===== RECORDS FOR THIS TASK
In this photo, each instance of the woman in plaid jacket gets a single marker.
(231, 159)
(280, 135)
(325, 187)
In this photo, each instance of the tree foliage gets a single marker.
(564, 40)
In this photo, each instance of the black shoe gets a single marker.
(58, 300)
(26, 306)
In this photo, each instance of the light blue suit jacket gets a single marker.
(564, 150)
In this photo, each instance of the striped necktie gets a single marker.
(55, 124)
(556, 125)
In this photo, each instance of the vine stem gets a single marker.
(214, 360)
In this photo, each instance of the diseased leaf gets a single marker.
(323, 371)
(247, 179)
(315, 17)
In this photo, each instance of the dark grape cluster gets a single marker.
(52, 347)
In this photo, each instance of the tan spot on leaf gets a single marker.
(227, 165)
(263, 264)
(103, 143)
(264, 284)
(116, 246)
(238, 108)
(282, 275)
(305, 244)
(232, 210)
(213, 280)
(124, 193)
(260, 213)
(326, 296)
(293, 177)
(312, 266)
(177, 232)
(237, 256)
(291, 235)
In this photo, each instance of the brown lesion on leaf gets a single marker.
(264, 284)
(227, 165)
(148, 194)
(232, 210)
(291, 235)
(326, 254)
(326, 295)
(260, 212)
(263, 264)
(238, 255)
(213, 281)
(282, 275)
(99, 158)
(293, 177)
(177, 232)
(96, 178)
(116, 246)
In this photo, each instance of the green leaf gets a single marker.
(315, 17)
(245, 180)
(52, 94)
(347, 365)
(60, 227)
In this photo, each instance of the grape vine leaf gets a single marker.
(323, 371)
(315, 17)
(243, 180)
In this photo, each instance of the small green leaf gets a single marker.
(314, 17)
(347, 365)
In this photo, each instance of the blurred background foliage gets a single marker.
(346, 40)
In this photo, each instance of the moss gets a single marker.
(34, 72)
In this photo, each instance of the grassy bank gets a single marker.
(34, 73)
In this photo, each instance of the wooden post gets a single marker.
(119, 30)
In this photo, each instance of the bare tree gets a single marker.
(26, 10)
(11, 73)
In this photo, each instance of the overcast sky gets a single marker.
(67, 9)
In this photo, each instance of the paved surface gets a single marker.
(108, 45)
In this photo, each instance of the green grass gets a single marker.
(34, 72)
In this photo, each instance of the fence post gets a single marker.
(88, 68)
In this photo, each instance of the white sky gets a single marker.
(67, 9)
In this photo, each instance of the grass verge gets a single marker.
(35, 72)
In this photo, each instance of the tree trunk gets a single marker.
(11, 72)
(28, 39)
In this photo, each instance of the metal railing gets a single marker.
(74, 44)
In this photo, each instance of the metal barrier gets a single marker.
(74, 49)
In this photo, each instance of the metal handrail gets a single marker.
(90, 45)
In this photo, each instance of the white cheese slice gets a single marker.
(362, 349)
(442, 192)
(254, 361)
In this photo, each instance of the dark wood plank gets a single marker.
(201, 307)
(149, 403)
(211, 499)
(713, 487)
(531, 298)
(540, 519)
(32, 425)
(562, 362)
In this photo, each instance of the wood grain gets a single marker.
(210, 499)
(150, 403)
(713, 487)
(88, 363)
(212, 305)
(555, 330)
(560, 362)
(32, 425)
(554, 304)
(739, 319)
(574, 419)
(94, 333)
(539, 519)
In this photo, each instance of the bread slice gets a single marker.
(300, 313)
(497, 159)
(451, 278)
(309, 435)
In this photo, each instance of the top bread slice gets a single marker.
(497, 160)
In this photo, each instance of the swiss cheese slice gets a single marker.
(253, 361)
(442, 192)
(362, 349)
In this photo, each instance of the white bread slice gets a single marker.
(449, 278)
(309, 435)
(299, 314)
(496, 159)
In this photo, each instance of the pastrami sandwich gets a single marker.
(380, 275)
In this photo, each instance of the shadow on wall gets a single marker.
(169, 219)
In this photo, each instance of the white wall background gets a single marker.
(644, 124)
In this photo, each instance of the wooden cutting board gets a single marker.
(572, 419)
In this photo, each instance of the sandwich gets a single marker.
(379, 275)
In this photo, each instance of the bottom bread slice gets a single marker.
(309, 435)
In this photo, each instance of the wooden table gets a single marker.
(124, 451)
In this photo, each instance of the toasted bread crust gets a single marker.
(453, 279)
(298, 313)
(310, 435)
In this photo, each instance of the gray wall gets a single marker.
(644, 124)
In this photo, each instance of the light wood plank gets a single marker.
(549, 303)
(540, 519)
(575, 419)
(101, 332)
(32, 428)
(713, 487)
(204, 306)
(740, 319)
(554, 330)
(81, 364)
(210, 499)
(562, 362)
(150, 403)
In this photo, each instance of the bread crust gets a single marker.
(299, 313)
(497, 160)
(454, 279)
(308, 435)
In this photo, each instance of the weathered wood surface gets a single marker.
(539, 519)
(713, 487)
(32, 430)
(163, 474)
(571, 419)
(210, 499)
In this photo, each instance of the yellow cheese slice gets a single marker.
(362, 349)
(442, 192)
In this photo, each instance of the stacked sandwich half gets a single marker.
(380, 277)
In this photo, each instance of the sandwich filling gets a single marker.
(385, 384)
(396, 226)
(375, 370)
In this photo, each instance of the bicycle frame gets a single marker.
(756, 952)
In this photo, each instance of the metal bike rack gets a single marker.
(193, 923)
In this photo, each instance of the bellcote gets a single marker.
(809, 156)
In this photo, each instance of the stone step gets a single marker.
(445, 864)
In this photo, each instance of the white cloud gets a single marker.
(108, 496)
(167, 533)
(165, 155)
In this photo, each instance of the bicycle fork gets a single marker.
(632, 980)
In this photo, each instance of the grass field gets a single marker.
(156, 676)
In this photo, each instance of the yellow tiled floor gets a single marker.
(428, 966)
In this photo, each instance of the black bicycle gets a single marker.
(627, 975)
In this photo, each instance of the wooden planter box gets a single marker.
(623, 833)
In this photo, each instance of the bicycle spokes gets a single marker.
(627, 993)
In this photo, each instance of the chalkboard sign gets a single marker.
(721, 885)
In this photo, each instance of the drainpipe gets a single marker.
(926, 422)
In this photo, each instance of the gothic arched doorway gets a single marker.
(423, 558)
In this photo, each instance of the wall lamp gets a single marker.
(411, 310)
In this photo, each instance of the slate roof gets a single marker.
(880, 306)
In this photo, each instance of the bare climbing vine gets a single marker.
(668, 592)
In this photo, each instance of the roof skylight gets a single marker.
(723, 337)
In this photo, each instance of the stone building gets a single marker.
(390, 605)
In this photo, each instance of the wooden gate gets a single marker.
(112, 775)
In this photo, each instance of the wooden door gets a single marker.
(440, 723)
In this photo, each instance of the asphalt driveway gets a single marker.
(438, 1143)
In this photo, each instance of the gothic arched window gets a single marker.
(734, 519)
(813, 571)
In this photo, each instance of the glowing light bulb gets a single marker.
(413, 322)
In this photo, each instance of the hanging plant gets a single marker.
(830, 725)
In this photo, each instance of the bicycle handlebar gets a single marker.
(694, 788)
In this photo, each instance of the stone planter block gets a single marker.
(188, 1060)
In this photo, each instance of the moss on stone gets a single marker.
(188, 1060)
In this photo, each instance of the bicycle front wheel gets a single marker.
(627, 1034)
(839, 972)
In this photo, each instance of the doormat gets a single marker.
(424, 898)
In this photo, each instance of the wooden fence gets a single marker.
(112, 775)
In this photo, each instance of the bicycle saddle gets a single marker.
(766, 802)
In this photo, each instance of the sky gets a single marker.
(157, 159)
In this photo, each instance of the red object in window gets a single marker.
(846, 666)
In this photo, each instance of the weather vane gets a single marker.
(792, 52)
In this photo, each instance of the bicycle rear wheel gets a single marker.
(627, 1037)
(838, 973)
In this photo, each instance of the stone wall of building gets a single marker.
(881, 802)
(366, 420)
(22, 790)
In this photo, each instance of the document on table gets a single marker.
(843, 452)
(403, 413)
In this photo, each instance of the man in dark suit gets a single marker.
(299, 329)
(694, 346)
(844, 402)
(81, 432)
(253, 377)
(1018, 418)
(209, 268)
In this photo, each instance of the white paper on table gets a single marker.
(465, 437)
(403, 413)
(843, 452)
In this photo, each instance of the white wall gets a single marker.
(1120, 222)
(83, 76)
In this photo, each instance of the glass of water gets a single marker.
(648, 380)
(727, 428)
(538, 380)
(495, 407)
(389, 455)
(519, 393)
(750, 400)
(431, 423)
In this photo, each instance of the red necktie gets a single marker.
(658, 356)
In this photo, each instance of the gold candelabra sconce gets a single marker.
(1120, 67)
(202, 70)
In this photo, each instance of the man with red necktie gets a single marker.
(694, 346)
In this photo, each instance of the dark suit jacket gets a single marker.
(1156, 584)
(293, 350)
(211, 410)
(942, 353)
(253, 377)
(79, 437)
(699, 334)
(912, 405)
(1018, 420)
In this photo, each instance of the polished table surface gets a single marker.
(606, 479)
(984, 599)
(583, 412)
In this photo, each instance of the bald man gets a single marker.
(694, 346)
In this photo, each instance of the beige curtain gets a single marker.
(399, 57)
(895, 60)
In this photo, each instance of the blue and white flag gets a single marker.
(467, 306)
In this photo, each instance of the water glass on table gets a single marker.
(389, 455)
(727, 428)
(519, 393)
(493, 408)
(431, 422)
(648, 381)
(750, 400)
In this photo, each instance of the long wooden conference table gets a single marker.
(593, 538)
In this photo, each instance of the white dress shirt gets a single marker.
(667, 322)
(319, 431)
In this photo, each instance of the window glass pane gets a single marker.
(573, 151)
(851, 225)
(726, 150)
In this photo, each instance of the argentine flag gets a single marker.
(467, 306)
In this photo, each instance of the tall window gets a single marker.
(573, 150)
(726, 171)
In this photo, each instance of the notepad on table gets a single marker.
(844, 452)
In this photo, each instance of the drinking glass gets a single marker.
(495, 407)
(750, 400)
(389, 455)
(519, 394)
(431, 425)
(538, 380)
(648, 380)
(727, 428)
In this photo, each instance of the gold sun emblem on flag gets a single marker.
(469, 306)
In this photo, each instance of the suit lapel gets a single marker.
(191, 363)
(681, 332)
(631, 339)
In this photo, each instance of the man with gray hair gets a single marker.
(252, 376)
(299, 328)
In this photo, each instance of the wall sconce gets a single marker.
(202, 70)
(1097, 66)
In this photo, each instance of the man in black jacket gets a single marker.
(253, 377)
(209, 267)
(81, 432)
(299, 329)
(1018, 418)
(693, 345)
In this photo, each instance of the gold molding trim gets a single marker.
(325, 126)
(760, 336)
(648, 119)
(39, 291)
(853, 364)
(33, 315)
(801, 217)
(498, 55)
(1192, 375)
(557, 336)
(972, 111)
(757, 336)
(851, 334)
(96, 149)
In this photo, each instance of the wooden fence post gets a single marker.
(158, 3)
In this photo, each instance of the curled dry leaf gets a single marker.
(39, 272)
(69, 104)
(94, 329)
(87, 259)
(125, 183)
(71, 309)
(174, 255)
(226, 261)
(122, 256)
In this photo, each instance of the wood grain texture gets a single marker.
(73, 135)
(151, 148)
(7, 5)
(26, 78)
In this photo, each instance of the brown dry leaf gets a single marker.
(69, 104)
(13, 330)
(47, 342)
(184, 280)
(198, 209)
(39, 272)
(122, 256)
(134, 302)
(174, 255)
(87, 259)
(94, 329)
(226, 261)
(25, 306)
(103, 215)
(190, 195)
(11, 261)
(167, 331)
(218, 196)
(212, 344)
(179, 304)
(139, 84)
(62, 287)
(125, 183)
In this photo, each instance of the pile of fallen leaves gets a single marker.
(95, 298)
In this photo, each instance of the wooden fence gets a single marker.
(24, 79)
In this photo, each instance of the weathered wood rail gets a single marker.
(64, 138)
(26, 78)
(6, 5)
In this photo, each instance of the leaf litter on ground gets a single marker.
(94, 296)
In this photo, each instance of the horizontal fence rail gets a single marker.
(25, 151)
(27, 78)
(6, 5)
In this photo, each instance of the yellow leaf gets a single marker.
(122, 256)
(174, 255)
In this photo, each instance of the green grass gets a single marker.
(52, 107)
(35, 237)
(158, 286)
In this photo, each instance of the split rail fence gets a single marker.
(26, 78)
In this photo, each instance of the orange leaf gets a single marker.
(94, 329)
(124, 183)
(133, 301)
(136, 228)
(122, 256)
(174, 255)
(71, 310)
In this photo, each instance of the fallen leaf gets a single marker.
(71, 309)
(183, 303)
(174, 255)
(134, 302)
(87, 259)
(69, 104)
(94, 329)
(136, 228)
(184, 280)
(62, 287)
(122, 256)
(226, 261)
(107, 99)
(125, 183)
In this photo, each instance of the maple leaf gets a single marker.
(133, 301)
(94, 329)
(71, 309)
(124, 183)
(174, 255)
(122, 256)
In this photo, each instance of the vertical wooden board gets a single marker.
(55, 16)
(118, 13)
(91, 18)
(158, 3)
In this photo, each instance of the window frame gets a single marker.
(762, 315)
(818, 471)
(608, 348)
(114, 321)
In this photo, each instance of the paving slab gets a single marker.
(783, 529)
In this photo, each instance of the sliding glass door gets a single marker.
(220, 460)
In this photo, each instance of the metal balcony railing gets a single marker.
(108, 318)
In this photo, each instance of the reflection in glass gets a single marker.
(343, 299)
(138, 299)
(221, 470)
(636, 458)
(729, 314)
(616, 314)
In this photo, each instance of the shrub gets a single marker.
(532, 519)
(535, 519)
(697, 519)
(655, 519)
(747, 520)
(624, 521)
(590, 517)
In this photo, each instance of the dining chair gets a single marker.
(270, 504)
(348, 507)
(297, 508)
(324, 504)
==========
__AIM__:
Starting with the line that contains "In this photo, each instance of the paving", output every line through the end of the listing above, unchanged.

__COMPLETED EXERCISE__:
In this photo, each instance of the paving slab gets a single marker.
(783, 529)
In this photo, each instance of the sliding glass door gets a single marker.
(220, 460)
In this photo, each instance of the metal balcony railing gets a single marker.
(108, 318)
In this photo, each instance of the reflection in glass gets a single marker.
(343, 299)
(138, 299)
(221, 470)
(636, 458)
(729, 314)
(616, 314)
In this photo, each instance of the shrub gets a single marker.
(532, 519)
(535, 519)
(697, 519)
(655, 519)
(747, 520)
(624, 521)
(590, 517)
In this photo, each instance of the dining chair gets a single marker.
(270, 504)
(348, 507)
(297, 508)
(324, 504)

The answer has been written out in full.